» **ABOUT THIS TASK**:
Find the line containing "Hi there — would you mind identifying the red" in the entries below. Reproduce that line and each one after it to the end, exactly, with no other lines.

>>>>

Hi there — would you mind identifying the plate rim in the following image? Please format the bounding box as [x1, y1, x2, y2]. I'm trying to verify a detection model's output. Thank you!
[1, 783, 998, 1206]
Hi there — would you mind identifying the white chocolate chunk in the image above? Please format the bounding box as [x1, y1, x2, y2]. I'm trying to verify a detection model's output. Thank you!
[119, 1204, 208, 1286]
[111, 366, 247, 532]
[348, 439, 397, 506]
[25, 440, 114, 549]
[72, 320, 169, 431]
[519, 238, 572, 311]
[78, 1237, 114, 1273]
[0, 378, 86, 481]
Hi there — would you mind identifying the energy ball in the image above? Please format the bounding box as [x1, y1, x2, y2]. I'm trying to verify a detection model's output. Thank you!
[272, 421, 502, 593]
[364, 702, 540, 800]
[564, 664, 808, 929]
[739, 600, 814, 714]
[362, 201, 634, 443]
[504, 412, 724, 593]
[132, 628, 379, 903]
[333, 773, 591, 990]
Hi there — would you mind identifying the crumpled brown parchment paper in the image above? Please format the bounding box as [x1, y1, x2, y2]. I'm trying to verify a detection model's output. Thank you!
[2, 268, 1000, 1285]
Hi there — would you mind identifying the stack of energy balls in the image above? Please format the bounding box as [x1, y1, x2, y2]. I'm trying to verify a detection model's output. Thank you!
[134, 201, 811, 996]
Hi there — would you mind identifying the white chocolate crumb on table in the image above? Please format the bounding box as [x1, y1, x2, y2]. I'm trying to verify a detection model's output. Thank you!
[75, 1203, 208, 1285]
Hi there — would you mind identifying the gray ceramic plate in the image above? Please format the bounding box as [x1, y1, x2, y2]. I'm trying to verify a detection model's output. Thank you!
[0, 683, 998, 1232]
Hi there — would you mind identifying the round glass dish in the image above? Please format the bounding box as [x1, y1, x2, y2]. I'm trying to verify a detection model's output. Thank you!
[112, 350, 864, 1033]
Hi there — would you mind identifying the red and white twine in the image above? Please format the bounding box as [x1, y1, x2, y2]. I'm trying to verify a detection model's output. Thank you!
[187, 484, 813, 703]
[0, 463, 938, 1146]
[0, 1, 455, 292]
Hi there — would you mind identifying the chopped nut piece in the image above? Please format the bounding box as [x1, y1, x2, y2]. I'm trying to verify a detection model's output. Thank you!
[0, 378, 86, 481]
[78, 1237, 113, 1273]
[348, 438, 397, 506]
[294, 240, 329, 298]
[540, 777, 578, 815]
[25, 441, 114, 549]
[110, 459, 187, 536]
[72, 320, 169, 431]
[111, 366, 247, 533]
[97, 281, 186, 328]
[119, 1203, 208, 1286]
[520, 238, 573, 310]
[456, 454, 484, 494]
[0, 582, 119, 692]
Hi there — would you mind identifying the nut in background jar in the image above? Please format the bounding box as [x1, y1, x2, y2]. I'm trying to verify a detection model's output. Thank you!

<<<<

» **RESPONSE TO THE TASK**:
Hi there — would you mind identifying the red and white twine in the image above? Please format the bounding box as [x1, y1, x2, y2]. I'm trying to verify a detection model's output. Thank you!
[187, 484, 813, 703]
[0, 463, 938, 1146]
[0, 1, 455, 292]
Hi there — would you mind identifying the chopped nut piece in the image above? Please format the bounding box as [x1, y1, x2, y2]. I'm trying to verify a detection model's output. Thank you!
[0, 378, 86, 481]
[78, 1237, 113, 1273]
[348, 438, 397, 506]
[294, 240, 329, 298]
[540, 777, 578, 815]
[25, 441, 114, 549]
[110, 459, 187, 536]
[72, 320, 169, 431]
[111, 366, 247, 533]
[97, 281, 186, 328]
[119, 1203, 208, 1286]
[520, 238, 573, 310]
[456, 454, 484, 494]
[0, 582, 119, 692]
Hi there — would you mind identifying the nut in background jar in the image above? Please format the bounding box as [x1, y1, x2, y2]. I'm trying to verify a detection model's output. Thank you!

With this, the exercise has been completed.